#### ФРАГМЕНТ ТЕКСТА

* * *

Мария Захарова: «Дипломаты неэмоциональные? Кто вам это сказал?»
| Профиль
Директор департамента информации и печати МИД РФ Мария Захарова объяснила, когда можно использовать термин «беспредел» и как Фейсбук помогает ей в работе
— Когда вас назначили директором департамента информации и печати МИД РФ, то информагентства сделали особый акцент на том, что впервые эту должность заняла женщина. Наше внешнеполитическое ведомство – заповедник мужского шовинизма
— Есть миф, который пора уже окончательно развенчать, что дипломатия — не женская профессия, что внешняя политика только для мужчин. В МИДе работает огромное количество женщин, за последние 10-15 лет несколько женщин были послами, у нас есть женщины постпреды, генконсулы, у нас есть женщины, которые руководят подразделениями внутри МИДа.
— Вы чрезвычайно активны в соцсетях. Назначение на должность директора департамента информации и печати популярного блогера — это ответ МИДа на некие вызовы времени?
— Помимо того что, я, как вы говорите, «яркий блогер», я еще информационщик с большим стажем работы. Я окончила Московский государственный институт международных отношений, факультет международной информации по специальности международная журналистика. Поступила на работу в Министерство иностранных дел и работала редактором ежемесячного издания, затем я перешла работать непосредственно в департамент информации и печати и занималась созданием системы мониторинга средств массовой информации, которой до того момента в МИДе не было.
Потом я уехала в командировку в Нью-Йорк, в наше поспредство при ООН, где возглавляла референтуру прессы, информации и связей с общественностью. В мои функции входила не только организация деятельности пресс-службы, но и работа в комитете Генассамблеи ООН по информации. Помимо всего прочего. в Нью-Йорке я занималась работой, связанной с поддержанием контактов не только с журналистским корпусом, но и с соотечественниками.

* * *

#### ПРЕДОСТАВЛЕННЫЕ ЗАПИСИ
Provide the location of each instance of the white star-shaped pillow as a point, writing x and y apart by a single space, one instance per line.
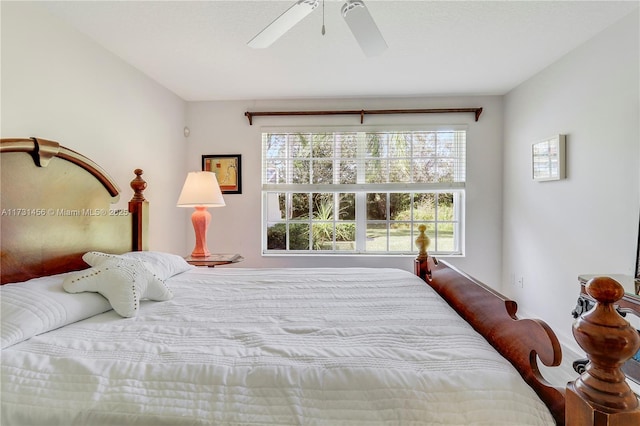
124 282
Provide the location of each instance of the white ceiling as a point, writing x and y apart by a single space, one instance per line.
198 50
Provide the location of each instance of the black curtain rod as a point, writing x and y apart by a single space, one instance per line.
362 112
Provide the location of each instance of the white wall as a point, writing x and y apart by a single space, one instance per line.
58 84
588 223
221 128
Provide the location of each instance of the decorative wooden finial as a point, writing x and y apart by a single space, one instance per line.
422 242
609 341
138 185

* * *

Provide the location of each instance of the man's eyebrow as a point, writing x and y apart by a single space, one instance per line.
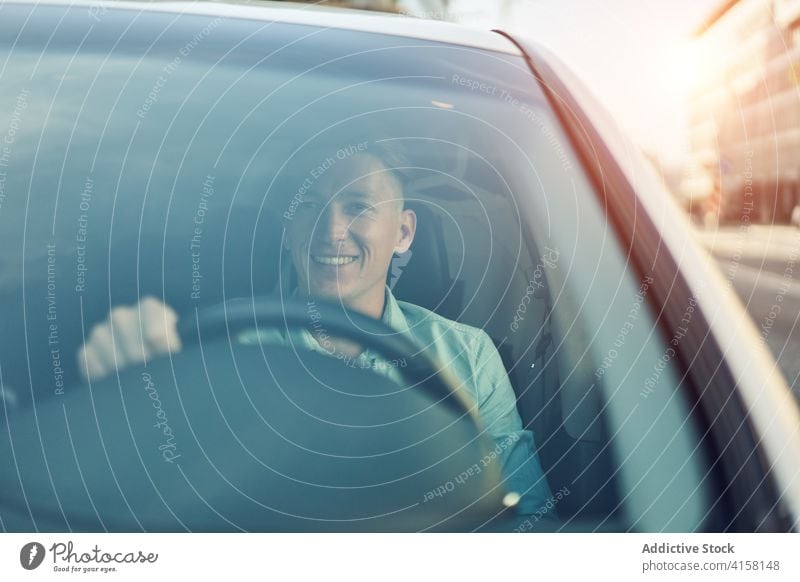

* * *

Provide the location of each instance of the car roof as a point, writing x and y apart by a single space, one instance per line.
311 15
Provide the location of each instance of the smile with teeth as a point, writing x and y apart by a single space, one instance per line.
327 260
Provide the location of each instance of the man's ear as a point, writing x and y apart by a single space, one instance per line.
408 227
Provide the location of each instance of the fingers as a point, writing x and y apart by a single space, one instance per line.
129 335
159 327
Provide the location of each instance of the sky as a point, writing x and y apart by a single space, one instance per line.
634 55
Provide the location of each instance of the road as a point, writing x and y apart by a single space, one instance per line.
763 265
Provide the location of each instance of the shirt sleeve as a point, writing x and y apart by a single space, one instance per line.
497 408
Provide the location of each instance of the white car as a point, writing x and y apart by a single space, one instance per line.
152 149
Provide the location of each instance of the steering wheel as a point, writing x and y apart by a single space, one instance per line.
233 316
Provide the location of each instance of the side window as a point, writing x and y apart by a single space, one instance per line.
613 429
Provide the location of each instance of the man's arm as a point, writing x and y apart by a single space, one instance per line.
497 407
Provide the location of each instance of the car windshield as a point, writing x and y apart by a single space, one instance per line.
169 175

* * *

#### ЗАДАНИЕ
Ответьте по интервью с Марией Захаровой:
(a) За какой период, по ее словам, несколько женщин были послами?
(b) Какой факультет МГИМО она окончила и по какой специальности?
(c) В каком городе она возглавляла референтуру прессы, информации и связей с общественностью?

#### ОТВЕТ
(a) За последние 10–15 лет.
(b) Факультет международной информации, специальность «международная журналистика».
(c) В Нью-Йорке, в постпредстве при ООН.